§ Given request 1: List the usernames of everyone who posts in the forum thread about Warriors of Chaos against Skaven.
§ Given request 2: Using the forum thread about Warriors of Chaos against Skaven, decide whether each statement agrees with it, and back each yes or no with the deciding words quoted from the thread. (a) DivineEdge calls a battle standard bearer a necessity. (b) Brother Dextus advises attacking the widest part of any skaven formation. (c) KarnalBloodfist gives Chimeras T5 and I2.
§ Given request 3: Pick up the forum thread on fighting Skaven with Warriors of Chaos after its final line and write what comes next.

§ Text to read:
########################################

# WoC vs Skaven 3k - and meta - advice sought



## reubiedoo (Mar 21, 2009)

Long story short I am Starting WoC and my first battle will against Skaven at 3000 points, in about a week.

I have no models, and will be buying everything I need in the near future. Against an anticipated arsenal of warp-lightning I thought Kholek might be a good choice, but the other armies I face regularly are HE DE and VC, and he is pretty useless against all those, so don't know if I want to shell out for him.

Any advice would be appreciated. Atm I am probably going to to be taking 3 Nurgle Sorcerers - undecided on Lords - and Trolls and KhorneHalberd and NurgeGW Warriors as my core, with big units of Skullcrushers.

Any advice for future engagements with Elves of all flavours and Vampire Counts would also be warmly recieved.

Thanks in advance for any suggestions.

R


----------



## DivineEdge (May 31, 2012)

I can tell you right now that 3 nurgle sorcerers is repetitive, you don't need that many. Festus is a great option if you want the nurgle spells, because he'll also give his unit the constant 5+ regen, which is a big deal. 

Kholek is cool, but is a big points commitment, and means no sorc. lord. 

Also, a battle standard bearer of some kind isn't a necessity, but is pretty darn good. 

Maybe post up a rough army list in the armylist section and you can get some more help from that.


----------



## Brother Dextus (Jan 30, 2013)

I wouldn't worry - skaven usually turn and run away pretty swiftly. Avoid getting bogged down by units of 50 slaves/clanrats. They will be in a 10 x 5 formation where you will (if the player has any sense) be attacking the front 5 - the clanrats wont turn tail unless you thin the ranks, so always attack the widest part of any skaven formation.


----------



## KarnalBloodfist (Jan 30, 2010)

A few general tips:
1) Marauders are over-pointed for what they do (or, rather, what they won't do now).
2) Warriors are rock hard! They can pull double duty as hammer or anvil, depending on how you kit them out.
3) Gorebeast chariots will make your opponent say, "WTF!?" when you tell them they have T6 and 5W.
4) Skullcrushers, in both small and large units, can be scary if used right. They are good, but don't expect them to blow out a horde of White Lions on the charge.
5) Chaos knights are still deadly. They get overshadowed by Skullcrushers and chimeras a lot. In a large 3K game you should be able to easily fit in a unit of 5 or 6 as a bit of a surprise. MoK works nice as the riders will pump out 3 attacks a piece. Just watch out for Frenzy-baiting.
6) Chimeras are a good unit but be careful what you charge. At T5 and I2 they can easily lose to faster units like Skaven, and all flavors of Elves. Use them to combo charge. Regenerating Flesh and Fiery Breath are good additions. I like to use the breath weapon in CC to do 2D6 attacks on top of the 6+D3 regular attacks and the D6 Thunderstomp attacks.
7) I would almost always suggest a BSB. There are some pretty sick builds out there (*cough*unkillable Tzeench*cough*).

########################################

§ Records supplied:

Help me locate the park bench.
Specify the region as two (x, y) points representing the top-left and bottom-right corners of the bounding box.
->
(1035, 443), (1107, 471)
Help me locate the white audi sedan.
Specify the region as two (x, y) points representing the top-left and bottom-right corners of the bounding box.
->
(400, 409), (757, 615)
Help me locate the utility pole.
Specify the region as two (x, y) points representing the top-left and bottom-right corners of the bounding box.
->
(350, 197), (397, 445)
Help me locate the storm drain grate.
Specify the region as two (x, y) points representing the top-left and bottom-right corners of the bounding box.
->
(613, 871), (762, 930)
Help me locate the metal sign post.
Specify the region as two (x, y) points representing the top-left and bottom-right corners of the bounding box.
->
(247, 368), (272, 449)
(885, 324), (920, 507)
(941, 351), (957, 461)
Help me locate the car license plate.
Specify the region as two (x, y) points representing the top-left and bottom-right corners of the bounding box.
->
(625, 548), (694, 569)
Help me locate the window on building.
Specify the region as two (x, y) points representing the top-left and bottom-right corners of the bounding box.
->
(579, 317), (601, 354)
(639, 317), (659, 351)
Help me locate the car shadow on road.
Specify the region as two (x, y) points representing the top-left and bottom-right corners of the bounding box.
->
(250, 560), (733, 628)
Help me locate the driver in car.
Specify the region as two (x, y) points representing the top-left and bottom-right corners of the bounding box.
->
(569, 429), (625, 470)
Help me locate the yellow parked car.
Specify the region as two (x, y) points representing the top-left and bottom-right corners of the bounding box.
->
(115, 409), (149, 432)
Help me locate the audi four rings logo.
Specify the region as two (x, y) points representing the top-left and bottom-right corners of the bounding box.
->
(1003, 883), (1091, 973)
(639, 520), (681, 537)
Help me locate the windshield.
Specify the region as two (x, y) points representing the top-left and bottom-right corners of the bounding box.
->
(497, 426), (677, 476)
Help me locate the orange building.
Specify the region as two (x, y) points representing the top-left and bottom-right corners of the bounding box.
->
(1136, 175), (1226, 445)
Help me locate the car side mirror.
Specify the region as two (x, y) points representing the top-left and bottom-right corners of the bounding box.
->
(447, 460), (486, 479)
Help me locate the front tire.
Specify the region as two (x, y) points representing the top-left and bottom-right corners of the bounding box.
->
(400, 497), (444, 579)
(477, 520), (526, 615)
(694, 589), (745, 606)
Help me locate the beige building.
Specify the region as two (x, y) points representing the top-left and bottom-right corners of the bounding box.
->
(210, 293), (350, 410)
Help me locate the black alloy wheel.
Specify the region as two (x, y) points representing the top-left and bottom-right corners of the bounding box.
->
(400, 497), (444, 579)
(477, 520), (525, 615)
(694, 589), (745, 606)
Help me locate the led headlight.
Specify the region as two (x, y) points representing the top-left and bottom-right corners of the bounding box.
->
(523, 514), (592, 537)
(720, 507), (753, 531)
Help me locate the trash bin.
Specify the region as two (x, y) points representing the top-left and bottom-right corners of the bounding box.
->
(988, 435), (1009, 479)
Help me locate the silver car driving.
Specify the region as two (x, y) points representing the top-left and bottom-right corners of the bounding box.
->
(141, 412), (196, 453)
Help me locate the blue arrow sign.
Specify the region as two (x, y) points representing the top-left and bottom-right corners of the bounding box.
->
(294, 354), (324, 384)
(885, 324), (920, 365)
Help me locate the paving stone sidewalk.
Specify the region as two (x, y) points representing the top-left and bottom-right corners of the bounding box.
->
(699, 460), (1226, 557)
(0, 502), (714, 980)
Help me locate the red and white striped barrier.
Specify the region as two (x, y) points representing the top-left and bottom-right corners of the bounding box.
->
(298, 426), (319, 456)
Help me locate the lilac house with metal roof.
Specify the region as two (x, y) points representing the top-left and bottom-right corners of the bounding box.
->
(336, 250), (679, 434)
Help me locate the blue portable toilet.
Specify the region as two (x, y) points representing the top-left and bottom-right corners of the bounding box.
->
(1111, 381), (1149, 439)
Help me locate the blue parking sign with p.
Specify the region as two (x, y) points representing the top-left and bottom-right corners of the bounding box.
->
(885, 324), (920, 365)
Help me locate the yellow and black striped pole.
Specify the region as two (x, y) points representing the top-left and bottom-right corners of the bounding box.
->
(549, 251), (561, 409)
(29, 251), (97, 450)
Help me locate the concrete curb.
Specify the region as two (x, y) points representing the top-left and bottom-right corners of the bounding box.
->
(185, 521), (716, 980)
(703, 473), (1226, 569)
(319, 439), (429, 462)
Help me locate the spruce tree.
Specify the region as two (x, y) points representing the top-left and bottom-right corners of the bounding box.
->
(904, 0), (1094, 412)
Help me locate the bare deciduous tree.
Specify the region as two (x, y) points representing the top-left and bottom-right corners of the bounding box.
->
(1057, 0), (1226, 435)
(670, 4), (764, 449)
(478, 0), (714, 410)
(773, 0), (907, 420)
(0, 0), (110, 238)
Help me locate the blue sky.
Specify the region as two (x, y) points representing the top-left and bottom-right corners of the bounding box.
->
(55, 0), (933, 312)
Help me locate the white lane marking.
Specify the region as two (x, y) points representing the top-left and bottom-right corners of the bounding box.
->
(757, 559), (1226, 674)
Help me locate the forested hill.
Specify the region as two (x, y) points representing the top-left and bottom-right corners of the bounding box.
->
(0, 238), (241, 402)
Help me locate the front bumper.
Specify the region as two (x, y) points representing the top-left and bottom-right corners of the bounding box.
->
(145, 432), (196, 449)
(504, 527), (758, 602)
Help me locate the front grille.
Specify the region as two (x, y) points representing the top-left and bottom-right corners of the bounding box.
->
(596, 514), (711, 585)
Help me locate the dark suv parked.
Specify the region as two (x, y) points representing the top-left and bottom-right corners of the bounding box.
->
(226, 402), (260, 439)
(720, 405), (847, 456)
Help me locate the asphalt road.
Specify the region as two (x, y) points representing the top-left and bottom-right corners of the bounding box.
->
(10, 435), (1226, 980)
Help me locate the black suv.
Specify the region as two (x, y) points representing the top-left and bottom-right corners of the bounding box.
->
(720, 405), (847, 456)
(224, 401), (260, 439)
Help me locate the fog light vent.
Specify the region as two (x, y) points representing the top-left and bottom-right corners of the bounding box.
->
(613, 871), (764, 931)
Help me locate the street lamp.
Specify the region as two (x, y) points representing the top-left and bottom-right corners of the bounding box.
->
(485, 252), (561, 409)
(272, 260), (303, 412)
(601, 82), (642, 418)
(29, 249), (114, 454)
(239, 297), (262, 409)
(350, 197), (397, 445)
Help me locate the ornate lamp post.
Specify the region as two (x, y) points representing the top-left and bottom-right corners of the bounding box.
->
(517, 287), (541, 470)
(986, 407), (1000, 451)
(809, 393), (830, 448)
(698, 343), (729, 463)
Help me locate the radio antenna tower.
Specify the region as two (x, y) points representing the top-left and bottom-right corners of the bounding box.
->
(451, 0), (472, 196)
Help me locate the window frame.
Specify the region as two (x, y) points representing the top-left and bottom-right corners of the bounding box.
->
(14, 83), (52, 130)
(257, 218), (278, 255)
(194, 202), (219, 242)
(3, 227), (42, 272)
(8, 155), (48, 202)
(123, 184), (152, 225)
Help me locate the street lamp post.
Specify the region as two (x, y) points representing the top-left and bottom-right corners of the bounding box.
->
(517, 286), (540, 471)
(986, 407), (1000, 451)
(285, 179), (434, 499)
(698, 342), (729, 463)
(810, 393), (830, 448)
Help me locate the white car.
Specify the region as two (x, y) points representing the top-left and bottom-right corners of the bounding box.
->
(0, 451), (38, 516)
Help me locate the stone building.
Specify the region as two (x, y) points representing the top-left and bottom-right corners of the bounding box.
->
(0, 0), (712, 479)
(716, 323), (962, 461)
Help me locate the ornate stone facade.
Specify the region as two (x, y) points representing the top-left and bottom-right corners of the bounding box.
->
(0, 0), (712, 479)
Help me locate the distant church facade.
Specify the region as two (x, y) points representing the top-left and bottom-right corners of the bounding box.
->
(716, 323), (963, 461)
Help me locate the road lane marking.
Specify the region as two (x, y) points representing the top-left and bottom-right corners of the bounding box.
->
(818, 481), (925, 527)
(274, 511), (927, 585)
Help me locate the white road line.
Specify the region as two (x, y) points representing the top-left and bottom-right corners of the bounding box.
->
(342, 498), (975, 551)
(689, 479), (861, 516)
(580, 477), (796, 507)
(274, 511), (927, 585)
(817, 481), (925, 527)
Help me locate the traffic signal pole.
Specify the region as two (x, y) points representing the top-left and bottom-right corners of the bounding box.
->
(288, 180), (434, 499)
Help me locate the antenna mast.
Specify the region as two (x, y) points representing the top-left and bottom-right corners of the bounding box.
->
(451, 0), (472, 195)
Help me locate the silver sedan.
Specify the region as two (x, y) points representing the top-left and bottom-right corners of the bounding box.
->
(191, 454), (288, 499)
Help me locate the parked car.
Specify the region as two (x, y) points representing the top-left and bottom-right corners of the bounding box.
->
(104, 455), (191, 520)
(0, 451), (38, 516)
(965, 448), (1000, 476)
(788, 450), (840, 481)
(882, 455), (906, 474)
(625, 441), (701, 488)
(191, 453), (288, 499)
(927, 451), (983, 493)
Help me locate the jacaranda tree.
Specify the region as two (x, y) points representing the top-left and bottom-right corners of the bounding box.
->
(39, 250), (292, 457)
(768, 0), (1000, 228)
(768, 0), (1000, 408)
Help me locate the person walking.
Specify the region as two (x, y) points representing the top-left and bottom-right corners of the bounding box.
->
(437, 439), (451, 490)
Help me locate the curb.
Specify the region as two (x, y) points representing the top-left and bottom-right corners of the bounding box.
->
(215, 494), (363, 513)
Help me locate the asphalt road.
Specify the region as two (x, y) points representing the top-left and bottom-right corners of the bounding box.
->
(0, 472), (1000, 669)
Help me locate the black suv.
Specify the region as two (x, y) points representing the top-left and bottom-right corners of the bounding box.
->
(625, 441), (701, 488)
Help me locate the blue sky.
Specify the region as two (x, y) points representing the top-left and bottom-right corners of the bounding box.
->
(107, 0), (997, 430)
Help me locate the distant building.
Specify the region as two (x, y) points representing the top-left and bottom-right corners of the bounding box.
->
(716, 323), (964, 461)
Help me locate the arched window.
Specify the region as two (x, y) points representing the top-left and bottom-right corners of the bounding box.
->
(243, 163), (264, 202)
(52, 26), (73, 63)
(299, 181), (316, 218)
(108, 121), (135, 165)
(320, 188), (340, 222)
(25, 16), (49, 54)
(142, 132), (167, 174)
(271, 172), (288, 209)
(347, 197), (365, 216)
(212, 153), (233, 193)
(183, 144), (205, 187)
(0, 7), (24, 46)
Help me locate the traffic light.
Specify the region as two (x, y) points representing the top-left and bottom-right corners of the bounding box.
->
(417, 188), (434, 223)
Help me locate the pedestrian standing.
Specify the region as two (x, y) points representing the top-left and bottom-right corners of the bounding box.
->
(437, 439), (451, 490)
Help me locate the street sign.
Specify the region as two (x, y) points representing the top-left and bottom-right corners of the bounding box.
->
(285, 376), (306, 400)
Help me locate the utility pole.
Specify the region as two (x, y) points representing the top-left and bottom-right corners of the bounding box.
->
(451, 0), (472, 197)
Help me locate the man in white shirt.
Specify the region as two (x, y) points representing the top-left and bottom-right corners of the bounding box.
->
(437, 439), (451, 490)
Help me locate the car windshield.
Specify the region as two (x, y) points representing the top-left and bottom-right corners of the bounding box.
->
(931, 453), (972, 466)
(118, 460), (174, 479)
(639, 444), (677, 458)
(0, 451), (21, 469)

########################################

§ Answer 1: reubiedoo, DivineEdge, Brother Dextus, KarnalBloodfist

§ Answer 2:
(a) No: "a battle standard bearer of some kind isn't a necessity, but is pretty darn good."
(b) Yes: "always attack the widest part of any skaven formation."
(c) Yes: "At T5 and I2 they can easily lose to faster units like Skaven, and all flavors of Elves."

§ Answer 3:
8) If you really want to be hated: Hortense disco lord or Slaanesh sorcerer lord on steed of Slaanesh in a unit of 9 or 10 Hellflayers (Lore of Slaanesh can be so very dirty. Probably the new title holder for "Most Broken" IMHO).
9) Daemon Princes ARE that good!!! At 3K you could do a combo of combat prince and sorcerer lord.
10) Vanguarding hounds are great chaff units. Drop them early and then vanguard them toward enemy chaff or towards your main line to act as missile screens.

Tips vs the rats:
1) Watch out for the Hellpit Abomination. They can be deadly with all the special attacks they have and will hold you up to no end w/ their ability to regenerate and come back from the dead. Not to mention they're Stubborn as well. A unit of Nurgle or Khorne warriors w/ halberds or great weapons and the Banner of Eternal Flame can be useful there. Even a unit of knights w/ lances and the banner can do the job. Just be careful they don't throw a fire extinguisher character at you - someone w/ the Dragonhelm or Dragonbane Gem.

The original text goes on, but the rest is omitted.